| Provided information |
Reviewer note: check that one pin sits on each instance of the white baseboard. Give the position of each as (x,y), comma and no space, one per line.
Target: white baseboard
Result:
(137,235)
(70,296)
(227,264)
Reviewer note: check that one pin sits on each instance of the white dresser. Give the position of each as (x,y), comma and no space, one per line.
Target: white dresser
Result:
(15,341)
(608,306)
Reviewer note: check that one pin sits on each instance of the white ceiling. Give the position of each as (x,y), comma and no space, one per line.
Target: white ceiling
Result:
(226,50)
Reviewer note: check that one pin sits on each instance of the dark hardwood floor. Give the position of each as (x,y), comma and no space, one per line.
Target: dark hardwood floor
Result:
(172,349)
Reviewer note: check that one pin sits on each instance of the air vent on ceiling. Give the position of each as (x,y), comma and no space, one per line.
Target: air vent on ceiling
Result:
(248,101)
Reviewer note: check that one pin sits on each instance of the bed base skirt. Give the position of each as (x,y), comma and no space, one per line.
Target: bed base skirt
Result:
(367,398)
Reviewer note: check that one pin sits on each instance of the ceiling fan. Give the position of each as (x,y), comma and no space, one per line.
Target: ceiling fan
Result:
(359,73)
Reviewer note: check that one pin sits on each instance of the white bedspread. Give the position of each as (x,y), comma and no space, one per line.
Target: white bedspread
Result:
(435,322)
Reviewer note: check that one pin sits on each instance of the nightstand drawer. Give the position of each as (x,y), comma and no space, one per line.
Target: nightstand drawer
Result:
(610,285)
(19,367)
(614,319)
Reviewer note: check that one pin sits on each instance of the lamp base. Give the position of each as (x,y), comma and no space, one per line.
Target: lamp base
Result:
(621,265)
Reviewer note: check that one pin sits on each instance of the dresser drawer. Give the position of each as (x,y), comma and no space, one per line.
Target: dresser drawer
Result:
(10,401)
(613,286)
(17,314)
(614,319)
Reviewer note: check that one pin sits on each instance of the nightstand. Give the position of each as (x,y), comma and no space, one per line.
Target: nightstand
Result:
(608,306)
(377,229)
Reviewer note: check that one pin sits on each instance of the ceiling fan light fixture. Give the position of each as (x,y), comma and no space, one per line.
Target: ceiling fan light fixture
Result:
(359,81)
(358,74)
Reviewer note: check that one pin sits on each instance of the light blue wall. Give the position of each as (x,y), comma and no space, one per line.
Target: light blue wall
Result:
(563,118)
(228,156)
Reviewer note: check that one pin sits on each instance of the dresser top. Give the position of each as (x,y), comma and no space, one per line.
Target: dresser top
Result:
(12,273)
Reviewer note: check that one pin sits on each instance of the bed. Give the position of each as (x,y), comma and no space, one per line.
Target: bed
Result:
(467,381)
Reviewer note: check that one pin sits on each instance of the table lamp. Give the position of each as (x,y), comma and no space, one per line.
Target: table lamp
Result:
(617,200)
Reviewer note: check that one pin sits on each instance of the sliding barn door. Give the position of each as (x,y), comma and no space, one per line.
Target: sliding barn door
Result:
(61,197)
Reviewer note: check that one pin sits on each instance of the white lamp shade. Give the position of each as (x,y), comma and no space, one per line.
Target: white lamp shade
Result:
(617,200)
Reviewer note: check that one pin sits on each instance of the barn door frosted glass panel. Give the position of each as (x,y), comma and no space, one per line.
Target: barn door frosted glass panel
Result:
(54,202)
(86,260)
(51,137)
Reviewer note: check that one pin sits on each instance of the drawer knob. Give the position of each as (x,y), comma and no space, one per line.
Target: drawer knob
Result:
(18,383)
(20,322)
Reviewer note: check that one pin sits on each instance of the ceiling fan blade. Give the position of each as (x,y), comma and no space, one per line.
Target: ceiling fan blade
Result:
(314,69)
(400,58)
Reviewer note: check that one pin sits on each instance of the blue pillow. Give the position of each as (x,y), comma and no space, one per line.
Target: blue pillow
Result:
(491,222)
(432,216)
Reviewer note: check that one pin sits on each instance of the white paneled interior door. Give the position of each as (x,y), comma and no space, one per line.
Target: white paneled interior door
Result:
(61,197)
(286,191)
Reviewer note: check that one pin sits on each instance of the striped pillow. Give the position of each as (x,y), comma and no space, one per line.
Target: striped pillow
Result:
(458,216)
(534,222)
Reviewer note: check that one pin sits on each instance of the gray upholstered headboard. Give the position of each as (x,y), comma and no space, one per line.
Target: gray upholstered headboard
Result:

| Your objective |
Return the lines of the listing unchanged. Begin with the line that contains "ceiling fan blade." and stop after the last line of the listing, including both of those lines.

| Solved problem |
Reviewer note: check that one pin sits on each instance of the ceiling fan blade. Give the position of each as (x,y), comma and no space, one per line.
Target: ceiling fan blade
Result:
(314,69)
(400,58)
Reviewer note: check that one pin sits on each instance of the blue pillow. Give the position of each as (x,y), comma and no space, one per line.
Target: blue pillow
Result:
(491,222)
(432,216)
Reviewer note: check that one pin sits on each instance of the white paneled interior door. Give the position of each as (x,y), comma and no space, one per line.
Target: white paneled interior door
Result:
(61,197)
(286,191)
Reviewer note: check that one pin sits on each instance of the striped pillow. Give the position of each as (x,y), comma and no space, one per line.
Target: striped pillow
Result:
(458,216)
(534,222)
Reviewer note: check that one pin sits on each instance of the gray upholstered headboard. Give the position of each as (x,y), comma and no space, one per line.
Target: gray upholstered headboard
Result:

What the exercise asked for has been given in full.